[TASK TO CARRY OUT]: In the article on the Prince of Wales Island Gazette, who took over as publisher when A. B. Bone died in 1817?

[EXCERPT TO READ]:
19th century English-language newspaper in Penang

The Prince of Wales Island Gazette was a newspaper established in 1806 in Penang by the East India Company. It was the first English-language newspaper published in Malaya, and was superseded by the Pinang Gazette and Straits Chronicle in 1838.

== History ==

The Prince of Wales Island Gazette was the first newspaper published in English of any kind in Malaya. Founded by the East India Company, which had controlled Penang since 1786 when Francis Light landed on the island, its first edition was published on 1 March 1806.

The newspaper ran from 1806 until 1827, and then from 1833 to 1836. Its first publisher was A. B. Bone, an Indian born Englishman who had previous experience working on newspapers in India. When Bone died in 1817, he was succeeded by B. C. Henderson who was replaced two years later by William Cox, headmaster of the Penang Free School who also ran a printing establishment.

In 1827, the newspaper was closed down after 22 years on the orders of the government due to its objections about an article which appeared in the newspaper which, according to the government, "contained observations on the Treaty concluded with Siam." From 1827 to 1830, it was replaced by the Pinang Register and Miscellany and then the Government Gazette of Prince of Wales Island, Singapore, and Malacca. After it was revived in 1833 under Cox, it ran for three more years before it was finally discontinued on Cox's death in 1836, to be superseded by the Pinang Gazette and Straits Chronicle.

Published weekly, the Prince of Wales Island Gazette was read by staff of the East India Company and European traders who paid a quarterly subscription of seven Spanish dollars. It contained official government notices, local news and opinion and some foreign stories. The East India company provided regular funds to support the publication, and placed its crest on the masthead with the words, "published under the authority and patronage of the Government."

[DATASET EXCERPTS]:
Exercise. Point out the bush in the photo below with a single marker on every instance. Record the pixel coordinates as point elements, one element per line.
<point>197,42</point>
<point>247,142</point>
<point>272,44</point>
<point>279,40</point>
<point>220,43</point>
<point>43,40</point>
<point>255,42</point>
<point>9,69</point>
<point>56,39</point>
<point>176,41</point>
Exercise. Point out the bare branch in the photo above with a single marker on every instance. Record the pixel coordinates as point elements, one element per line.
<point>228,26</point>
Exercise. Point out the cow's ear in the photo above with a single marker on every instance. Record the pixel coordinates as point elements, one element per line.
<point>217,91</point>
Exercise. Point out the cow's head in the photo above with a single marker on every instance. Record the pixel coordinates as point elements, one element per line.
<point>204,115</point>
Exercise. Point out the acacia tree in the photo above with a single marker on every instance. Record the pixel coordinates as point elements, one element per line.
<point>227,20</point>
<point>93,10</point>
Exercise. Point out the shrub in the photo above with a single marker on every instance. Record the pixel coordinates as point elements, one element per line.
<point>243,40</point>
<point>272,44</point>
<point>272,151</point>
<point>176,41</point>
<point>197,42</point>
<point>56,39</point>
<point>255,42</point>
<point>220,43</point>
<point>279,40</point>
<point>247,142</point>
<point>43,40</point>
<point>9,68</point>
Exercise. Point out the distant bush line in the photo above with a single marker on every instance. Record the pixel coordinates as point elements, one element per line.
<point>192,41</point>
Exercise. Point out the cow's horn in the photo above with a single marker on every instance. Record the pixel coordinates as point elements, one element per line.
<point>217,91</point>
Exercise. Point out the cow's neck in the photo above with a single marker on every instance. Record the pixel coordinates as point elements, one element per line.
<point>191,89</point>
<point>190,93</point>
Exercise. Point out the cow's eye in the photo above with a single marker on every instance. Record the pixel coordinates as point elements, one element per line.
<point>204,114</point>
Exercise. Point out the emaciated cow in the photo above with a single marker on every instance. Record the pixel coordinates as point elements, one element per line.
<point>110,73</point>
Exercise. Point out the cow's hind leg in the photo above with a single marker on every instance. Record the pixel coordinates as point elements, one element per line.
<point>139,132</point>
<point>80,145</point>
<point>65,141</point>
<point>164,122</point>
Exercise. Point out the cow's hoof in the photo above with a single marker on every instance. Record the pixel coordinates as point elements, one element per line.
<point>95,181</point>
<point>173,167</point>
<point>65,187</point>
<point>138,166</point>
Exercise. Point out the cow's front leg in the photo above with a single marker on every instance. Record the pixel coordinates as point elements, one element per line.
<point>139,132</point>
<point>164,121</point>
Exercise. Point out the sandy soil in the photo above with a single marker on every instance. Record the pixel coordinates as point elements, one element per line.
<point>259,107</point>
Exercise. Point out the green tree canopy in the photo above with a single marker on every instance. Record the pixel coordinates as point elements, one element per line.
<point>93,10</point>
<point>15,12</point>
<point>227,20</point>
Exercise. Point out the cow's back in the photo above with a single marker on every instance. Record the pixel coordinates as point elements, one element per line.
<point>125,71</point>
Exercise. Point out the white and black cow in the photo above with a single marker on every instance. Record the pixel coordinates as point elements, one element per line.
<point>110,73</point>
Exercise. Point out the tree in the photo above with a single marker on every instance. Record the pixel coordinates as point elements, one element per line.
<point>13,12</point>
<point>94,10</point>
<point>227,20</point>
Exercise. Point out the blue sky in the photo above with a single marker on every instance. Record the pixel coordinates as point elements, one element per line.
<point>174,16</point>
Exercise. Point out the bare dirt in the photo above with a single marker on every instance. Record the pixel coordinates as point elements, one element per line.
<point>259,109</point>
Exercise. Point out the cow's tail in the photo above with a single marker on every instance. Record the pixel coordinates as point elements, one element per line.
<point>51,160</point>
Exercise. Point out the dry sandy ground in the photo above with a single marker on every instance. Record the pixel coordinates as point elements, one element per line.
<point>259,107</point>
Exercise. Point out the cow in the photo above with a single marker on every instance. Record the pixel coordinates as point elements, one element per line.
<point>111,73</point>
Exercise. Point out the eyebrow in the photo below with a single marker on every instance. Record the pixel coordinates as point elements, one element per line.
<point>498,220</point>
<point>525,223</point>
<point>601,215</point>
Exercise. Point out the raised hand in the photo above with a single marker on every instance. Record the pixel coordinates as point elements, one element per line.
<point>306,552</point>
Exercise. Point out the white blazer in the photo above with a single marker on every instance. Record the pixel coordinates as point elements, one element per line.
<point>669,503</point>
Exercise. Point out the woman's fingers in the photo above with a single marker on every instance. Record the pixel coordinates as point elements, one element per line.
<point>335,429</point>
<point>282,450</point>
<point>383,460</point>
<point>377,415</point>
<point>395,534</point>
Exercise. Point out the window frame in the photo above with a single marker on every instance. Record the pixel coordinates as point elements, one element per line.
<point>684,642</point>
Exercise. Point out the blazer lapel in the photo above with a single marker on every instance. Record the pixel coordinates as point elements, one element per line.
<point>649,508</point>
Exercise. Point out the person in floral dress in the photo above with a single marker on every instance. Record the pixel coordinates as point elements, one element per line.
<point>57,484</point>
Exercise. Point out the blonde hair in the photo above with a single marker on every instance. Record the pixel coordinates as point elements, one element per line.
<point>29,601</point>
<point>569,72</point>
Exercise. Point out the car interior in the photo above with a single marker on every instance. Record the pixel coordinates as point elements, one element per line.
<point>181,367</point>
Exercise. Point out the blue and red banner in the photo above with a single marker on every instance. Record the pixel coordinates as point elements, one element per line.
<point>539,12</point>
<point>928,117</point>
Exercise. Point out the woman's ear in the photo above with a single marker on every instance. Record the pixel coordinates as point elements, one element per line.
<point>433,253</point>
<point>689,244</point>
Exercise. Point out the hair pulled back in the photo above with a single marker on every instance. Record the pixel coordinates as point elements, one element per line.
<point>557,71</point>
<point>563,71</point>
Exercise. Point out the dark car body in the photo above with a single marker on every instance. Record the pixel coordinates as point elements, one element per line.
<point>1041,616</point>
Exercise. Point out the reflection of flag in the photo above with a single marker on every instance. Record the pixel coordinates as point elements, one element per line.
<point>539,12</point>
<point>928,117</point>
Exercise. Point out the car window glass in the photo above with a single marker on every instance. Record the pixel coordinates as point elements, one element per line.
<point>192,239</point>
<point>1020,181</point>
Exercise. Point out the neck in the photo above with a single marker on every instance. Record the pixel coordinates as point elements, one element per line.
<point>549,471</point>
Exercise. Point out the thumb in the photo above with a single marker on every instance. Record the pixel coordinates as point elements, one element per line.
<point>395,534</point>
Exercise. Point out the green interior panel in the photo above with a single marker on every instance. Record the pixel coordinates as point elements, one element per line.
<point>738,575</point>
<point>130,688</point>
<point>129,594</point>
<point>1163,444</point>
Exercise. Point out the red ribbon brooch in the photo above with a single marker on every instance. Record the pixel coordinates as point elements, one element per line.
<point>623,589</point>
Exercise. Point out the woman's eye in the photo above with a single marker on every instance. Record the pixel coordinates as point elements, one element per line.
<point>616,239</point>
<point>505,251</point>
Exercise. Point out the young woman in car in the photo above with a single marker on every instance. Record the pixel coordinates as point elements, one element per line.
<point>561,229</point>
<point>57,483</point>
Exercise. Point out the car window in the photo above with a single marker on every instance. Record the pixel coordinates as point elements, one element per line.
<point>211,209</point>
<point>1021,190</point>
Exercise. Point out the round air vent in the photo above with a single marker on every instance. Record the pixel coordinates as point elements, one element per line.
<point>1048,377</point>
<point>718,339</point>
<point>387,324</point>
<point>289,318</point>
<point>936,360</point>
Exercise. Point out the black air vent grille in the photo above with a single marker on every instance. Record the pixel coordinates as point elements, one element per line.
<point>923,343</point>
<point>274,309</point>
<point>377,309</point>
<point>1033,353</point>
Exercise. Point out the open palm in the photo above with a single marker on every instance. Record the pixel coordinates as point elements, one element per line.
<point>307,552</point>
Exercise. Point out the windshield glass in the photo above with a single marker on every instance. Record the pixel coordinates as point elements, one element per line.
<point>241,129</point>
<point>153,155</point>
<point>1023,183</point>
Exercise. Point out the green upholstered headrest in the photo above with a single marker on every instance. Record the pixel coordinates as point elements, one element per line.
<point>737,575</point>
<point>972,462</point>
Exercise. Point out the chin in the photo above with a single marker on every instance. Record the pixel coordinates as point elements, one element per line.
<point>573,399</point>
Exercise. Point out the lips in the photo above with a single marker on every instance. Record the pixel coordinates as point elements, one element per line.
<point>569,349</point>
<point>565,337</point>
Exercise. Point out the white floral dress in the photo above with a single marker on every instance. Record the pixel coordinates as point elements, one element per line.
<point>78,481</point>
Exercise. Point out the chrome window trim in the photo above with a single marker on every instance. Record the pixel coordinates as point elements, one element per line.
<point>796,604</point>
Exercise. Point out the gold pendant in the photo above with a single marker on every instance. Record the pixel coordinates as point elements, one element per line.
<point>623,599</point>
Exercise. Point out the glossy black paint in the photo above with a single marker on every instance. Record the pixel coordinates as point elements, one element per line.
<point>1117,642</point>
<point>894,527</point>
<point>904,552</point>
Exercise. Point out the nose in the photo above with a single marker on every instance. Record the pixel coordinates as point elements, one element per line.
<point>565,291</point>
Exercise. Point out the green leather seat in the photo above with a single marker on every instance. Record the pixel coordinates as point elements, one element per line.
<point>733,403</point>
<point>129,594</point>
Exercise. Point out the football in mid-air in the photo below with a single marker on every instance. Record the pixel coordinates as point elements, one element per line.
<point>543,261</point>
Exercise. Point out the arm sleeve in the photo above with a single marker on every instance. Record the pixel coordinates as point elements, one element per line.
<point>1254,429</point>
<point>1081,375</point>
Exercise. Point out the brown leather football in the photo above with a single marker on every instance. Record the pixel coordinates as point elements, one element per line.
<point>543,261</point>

[ANSWER BOX]: B. C. Henderson